[Start of Record excerpts]

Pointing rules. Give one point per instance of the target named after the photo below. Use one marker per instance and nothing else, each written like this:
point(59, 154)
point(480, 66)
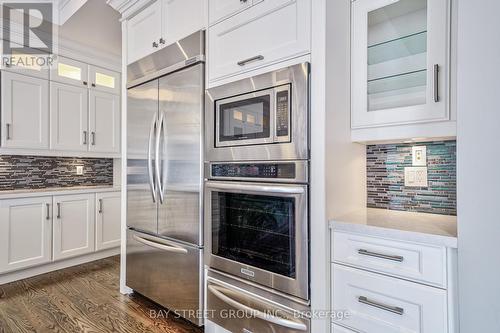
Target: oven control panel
point(254, 170)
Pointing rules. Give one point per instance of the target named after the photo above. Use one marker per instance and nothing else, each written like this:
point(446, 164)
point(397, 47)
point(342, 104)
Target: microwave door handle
point(255, 188)
point(158, 162)
point(253, 312)
point(150, 162)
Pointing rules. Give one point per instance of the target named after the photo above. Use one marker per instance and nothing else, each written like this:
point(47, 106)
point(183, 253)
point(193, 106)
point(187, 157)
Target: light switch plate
point(416, 177)
point(419, 155)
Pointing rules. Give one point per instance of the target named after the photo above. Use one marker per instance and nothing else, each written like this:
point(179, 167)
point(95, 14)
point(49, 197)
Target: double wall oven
point(256, 195)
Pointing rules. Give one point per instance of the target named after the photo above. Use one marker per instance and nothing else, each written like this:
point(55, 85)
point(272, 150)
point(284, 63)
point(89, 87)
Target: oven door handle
point(215, 290)
point(255, 188)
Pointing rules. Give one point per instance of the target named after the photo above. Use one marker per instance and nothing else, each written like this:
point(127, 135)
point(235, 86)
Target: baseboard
point(54, 266)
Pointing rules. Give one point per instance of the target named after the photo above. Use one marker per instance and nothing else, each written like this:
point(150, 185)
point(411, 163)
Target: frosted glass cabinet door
point(400, 62)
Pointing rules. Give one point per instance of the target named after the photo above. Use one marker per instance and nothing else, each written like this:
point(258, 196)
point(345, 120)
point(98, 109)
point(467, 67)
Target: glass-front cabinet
point(399, 62)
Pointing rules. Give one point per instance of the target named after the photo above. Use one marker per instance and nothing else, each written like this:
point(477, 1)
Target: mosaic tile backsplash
point(35, 172)
point(386, 185)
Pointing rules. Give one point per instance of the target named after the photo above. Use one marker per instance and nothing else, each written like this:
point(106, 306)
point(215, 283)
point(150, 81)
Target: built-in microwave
point(265, 117)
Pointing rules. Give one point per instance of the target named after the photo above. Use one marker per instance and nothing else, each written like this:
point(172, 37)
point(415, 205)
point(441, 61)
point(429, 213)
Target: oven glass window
point(255, 230)
point(244, 120)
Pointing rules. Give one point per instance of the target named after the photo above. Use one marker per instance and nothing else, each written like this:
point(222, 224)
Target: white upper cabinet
point(180, 19)
point(68, 117)
point(400, 62)
point(162, 23)
point(25, 112)
point(220, 9)
point(69, 71)
point(104, 80)
point(25, 233)
point(73, 225)
point(104, 122)
point(107, 220)
point(144, 32)
point(266, 33)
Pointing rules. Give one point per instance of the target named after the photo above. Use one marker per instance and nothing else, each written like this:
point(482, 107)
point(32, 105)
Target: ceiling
point(95, 25)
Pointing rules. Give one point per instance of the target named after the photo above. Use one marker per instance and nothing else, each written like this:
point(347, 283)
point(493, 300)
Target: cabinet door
point(144, 32)
point(266, 33)
point(25, 112)
point(104, 117)
point(70, 71)
point(107, 220)
point(400, 64)
point(220, 9)
point(73, 225)
point(25, 233)
point(68, 117)
point(104, 80)
point(181, 18)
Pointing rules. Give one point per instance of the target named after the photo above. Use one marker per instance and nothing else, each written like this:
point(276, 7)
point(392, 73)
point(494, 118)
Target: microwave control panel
point(250, 170)
point(282, 113)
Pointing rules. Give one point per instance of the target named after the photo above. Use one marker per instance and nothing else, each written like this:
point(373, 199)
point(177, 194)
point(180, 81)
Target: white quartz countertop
point(12, 194)
point(418, 227)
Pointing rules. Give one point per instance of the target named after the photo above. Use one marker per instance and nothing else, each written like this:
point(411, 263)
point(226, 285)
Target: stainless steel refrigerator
point(164, 177)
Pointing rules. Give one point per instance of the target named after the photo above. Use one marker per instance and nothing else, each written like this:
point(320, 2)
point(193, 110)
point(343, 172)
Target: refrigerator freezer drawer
point(166, 272)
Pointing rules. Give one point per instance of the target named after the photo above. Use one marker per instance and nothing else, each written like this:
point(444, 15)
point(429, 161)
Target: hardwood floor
point(86, 299)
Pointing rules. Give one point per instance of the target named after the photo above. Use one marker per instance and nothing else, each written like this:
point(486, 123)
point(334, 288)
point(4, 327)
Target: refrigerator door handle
point(150, 162)
point(217, 292)
point(158, 161)
point(160, 246)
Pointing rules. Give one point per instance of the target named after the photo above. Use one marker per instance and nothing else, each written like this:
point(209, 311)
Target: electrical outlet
point(419, 155)
point(416, 177)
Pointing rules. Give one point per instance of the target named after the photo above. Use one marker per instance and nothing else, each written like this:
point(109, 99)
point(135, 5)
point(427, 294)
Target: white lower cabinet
point(25, 233)
point(73, 225)
point(108, 214)
point(382, 304)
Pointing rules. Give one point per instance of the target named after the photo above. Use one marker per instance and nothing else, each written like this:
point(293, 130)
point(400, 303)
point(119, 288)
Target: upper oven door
point(259, 232)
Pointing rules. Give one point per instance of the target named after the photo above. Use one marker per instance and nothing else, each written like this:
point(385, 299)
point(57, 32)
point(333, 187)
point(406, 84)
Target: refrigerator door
point(180, 179)
point(142, 121)
point(167, 272)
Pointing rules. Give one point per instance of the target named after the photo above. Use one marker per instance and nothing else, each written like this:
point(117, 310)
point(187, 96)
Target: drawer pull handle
point(394, 309)
point(252, 59)
point(380, 255)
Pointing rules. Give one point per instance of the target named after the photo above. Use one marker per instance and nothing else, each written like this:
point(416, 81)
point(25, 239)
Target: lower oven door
point(238, 307)
point(167, 272)
point(259, 232)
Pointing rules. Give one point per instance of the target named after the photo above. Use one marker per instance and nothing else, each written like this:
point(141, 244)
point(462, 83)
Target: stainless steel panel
point(170, 58)
point(299, 286)
point(142, 113)
point(253, 309)
point(301, 173)
point(167, 272)
point(296, 149)
point(181, 104)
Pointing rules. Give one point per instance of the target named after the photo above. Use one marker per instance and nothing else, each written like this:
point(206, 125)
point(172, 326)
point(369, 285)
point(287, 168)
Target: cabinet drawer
point(421, 263)
point(382, 304)
point(266, 33)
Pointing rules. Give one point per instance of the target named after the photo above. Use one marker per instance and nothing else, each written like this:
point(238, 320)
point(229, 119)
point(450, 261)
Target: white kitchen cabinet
point(68, 117)
point(25, 233)
point(264, 34)
point(104, 80)
point(69, 71)
point(104, 122)
point(144, 32)
point(108, 222)
point(400, 63)
point(25, 111)
point(220, 9)
point(74, 225)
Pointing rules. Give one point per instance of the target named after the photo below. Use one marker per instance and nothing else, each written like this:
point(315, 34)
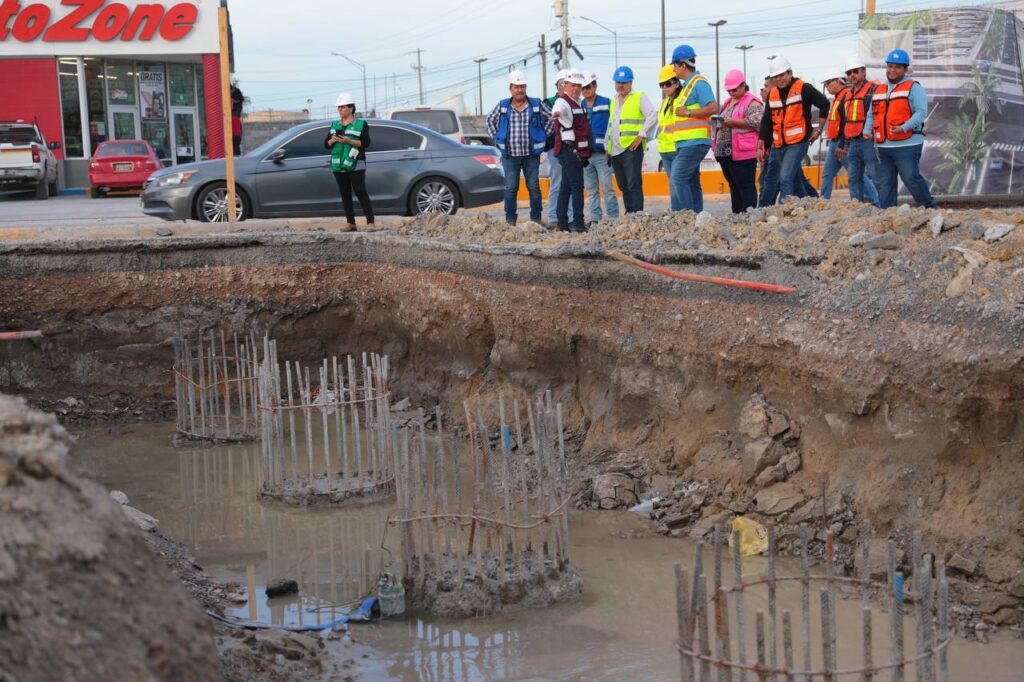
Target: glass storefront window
point(182, 84)
point(96, 100)
point(70, 111)
point(121, 82)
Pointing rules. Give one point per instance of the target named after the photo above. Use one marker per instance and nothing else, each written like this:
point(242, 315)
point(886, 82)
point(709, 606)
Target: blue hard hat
point(623, 75)
point(898, 56)
point(682, 53)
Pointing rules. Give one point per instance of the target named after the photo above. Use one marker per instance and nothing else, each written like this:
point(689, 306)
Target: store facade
point(90, 71)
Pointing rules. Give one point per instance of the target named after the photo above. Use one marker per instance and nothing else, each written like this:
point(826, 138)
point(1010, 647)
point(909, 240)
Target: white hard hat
point(854, 62)
point(778, 66)
point(577, 77)
point(834, 75)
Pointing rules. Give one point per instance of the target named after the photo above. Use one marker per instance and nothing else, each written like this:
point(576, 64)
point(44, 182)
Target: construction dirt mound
point(81, 596)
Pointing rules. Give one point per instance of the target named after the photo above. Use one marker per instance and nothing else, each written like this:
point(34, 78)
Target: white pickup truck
point(27, 162)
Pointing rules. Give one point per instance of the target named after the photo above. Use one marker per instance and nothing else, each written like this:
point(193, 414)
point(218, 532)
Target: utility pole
point(543, 52)
point(718, 78)
point(665, 58)
point(479, 85)
point(419, 70)
point(744, 48)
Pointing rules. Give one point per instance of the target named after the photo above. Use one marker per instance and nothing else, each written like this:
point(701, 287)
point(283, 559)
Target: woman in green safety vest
point(348, 140)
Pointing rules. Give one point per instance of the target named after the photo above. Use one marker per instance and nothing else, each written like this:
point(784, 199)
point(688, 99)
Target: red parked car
point(122, 164)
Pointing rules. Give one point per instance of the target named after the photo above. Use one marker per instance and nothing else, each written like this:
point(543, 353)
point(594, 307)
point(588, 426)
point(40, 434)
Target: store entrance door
point(124, 123)
point(185, 135)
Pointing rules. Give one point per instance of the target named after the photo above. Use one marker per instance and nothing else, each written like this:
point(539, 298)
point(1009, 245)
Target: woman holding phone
point(735, 143)
point(348, 140)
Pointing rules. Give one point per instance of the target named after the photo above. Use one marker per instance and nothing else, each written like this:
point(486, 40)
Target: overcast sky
point(283, 49)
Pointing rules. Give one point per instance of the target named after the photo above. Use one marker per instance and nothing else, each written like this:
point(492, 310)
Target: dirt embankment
point(899, 360)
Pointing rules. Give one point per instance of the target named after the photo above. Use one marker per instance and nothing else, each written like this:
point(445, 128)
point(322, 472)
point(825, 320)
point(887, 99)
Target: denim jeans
point(598, 176)
point(739, 175)
point(529, 167)
point(667, 159)
point(685, 180)
point(904, 161)
point(769, 178)
point(570, 188)
point(861, 165)
point(629, 173)
point(790, 171)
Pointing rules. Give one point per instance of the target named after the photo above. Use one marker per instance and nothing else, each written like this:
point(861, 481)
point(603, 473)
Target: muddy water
point(623, 629)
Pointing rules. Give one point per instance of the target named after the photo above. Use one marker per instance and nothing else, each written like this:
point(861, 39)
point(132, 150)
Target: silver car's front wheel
point(435, 196)
point(212, 204)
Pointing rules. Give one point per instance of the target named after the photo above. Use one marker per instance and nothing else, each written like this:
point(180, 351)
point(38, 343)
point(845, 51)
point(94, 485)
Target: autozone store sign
point(98, 28)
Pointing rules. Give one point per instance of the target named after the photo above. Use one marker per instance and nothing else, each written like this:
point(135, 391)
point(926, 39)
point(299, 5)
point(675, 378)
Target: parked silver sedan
point(410, 170)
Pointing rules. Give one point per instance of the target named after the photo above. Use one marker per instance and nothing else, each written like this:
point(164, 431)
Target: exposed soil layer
point(899, 360)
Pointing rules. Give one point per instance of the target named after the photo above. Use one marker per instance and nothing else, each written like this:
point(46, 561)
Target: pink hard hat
point(733, 79)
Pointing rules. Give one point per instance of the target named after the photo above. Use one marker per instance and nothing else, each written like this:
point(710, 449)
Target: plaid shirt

[End of Record excerpts]

## [What the task requires]
Collect every line in the rows above that contains the string "oven", and copy each such line in full. Case counts.

## [Correct answer]
Target: oven control panel
Target: double wall oven
Target: oven door handle
Target: oven glass window
Target: upper oven door
Target: lower oven door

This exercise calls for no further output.